* begin RECORDS FOR THE TASK *
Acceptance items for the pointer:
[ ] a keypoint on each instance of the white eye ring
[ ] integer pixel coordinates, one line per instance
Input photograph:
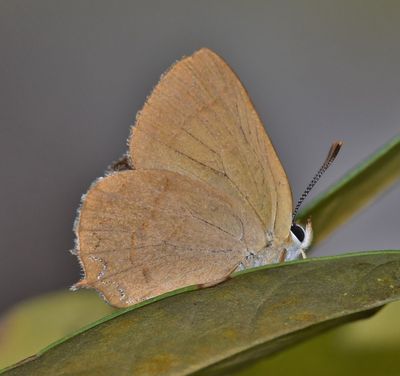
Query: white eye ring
(298, 247)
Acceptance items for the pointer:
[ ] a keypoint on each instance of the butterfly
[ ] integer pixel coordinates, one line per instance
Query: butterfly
* end RECORDS FOR THE TASK *
--- INSTRUCTIONS TO FOLLOW ---
Output the records above exactly; leave out the pictures.

--- EXPECTED OUTPUT ---
Acceptance items for the pointer:
[ ] a keypoint on each instance of the white eye ring
[ ] integer pixel coordinates, one line per instance
Input photograph:
Query: white eye ring
(298, 247)
Acceptance items for the pointer:
[ ] a keypoint on each instance of the butterfly
[ ] integer pixel coordinates, one line per instance
Query: butterfly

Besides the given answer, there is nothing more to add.